[Begin PROVIDED INFORMATION]

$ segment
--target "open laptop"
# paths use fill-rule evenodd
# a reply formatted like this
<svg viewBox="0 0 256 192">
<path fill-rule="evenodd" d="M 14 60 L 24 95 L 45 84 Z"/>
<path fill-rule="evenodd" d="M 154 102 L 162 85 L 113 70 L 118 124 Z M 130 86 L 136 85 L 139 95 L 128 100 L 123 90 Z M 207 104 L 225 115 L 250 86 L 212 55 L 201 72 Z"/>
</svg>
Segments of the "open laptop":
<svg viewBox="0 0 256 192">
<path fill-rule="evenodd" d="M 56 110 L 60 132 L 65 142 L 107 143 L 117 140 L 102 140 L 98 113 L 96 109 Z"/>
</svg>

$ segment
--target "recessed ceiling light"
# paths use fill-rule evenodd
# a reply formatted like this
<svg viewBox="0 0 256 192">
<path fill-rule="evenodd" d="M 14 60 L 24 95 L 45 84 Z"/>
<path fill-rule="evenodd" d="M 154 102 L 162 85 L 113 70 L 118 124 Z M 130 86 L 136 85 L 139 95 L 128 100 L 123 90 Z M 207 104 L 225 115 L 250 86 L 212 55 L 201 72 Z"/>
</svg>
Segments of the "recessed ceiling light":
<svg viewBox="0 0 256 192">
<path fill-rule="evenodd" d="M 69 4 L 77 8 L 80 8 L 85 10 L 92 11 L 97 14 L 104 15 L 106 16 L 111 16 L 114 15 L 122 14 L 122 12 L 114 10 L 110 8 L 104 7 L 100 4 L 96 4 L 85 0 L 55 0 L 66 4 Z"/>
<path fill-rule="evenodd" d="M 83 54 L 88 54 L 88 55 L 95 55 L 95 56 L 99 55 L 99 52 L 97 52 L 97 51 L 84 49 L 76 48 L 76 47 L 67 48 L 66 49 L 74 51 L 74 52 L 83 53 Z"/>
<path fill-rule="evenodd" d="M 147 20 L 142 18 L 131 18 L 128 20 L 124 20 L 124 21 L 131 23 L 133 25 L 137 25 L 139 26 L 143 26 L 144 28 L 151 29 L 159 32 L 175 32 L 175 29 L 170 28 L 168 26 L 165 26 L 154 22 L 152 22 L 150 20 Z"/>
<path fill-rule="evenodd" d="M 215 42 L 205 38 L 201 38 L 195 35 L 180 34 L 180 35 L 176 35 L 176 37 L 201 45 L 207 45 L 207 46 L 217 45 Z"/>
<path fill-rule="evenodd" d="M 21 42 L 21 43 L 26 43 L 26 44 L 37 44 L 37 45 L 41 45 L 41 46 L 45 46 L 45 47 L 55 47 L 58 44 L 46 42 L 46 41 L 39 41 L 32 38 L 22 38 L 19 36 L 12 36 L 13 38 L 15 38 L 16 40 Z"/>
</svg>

[End PROVIDED INFORMATION]
[Begin PROVIDED INFORMATION]

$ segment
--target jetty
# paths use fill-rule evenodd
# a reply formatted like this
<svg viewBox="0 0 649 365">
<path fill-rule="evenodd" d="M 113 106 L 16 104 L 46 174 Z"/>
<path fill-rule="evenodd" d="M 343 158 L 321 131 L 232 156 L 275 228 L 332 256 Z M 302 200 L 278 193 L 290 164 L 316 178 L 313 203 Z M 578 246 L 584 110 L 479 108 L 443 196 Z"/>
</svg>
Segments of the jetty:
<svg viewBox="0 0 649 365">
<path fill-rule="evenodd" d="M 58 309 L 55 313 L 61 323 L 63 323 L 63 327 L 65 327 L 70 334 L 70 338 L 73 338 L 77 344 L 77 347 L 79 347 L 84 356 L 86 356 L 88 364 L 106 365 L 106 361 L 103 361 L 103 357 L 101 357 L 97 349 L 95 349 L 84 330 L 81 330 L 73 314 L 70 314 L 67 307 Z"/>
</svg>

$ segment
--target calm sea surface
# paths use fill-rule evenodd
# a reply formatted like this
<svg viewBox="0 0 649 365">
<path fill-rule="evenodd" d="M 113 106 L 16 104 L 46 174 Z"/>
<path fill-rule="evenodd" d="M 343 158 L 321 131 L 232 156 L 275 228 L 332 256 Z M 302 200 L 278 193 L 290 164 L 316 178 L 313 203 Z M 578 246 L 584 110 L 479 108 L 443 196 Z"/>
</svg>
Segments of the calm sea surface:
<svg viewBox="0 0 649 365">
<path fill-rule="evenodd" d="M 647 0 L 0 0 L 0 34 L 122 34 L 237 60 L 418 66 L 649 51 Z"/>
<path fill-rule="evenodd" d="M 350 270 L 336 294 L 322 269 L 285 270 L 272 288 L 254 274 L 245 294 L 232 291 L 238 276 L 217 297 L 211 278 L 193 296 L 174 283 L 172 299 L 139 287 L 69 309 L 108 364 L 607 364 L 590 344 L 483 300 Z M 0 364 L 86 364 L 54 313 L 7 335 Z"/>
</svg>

[End PROVIDED INFORMATION]
[Begin PROVIDED INFORMATION]

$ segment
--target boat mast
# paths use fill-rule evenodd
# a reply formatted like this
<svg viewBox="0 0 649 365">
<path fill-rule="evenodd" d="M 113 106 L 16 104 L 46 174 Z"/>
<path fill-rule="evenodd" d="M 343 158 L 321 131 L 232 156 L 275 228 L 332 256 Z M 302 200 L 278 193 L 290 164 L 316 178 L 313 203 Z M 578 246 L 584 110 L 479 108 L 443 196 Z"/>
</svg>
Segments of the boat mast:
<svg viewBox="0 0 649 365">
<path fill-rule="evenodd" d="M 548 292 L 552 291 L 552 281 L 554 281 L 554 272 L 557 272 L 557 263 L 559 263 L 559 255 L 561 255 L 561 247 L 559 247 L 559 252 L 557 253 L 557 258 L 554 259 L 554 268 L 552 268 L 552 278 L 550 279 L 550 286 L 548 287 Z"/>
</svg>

[End PROVIDED INFORMATION]

> **OBJECTIVE**: Pull out every line in the rows above that contains the string "calm". Case counts, so which lines match it letter for letter?

> **TASK SOLUTION**:
--target calm sea surface
Segments of the calm sea surface:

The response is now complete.